Copy out only the span from the line with "pin: blurred background" to the end of the data, both ends kept, word for word.

• Task input:
***

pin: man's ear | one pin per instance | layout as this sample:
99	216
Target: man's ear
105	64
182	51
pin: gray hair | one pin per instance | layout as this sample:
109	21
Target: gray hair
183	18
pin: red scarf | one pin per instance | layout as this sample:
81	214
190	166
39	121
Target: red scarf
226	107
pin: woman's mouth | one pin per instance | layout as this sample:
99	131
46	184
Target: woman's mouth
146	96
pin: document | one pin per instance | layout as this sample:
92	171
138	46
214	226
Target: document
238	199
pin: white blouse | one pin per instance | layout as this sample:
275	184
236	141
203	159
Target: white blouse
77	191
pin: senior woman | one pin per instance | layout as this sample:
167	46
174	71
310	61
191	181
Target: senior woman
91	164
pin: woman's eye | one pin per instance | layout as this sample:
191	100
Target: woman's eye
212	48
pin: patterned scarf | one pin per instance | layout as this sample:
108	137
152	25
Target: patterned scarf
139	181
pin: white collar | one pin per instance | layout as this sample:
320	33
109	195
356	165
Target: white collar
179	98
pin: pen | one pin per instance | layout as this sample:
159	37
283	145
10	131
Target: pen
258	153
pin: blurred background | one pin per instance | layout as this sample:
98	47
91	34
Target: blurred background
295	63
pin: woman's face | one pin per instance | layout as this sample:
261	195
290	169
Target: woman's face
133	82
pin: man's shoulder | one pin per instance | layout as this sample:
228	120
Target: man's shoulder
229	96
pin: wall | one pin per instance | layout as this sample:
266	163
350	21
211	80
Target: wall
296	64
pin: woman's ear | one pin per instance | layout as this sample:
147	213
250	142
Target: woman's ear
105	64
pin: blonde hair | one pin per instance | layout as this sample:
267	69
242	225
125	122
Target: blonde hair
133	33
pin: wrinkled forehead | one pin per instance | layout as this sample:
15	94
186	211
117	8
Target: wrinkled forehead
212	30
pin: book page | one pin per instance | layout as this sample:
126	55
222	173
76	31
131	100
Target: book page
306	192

***

• Solution to this exercise:
pin: blurred background | one pin per instance | layout as this sample:
98	47
91	34
Target: blurred background
295	63
pin: woman's face | one pin per instance | layout as this sample:
261	195
290	169
Target: woman's face
133	82
pin: man's shoulder | one pin per instance | layout as this sample:
228	120
Target: man's shoulder
229	96
pin: wall | one pin per instance | layout as this sample:
266	163
350	21
211	80
Target: wall
296	64
pin: woman's ear | one pin per instance | layout as this sample:
147	213
250	142
Target: woman's ear
105	64
pin: blonde hair | one pin per instance | layout as this sample:
267	69
242	225
125	122
Target: blonde hair
133	33
pin: wrinkled forehead | one pin per instance | layout as this sample:
15	94
186	211
117	8
Target: wrinkled forehead
212	30
pin: book page | one pin per instance | layout as this sample:
126	55
222	173
76	31
131	100
Target: book page
306	192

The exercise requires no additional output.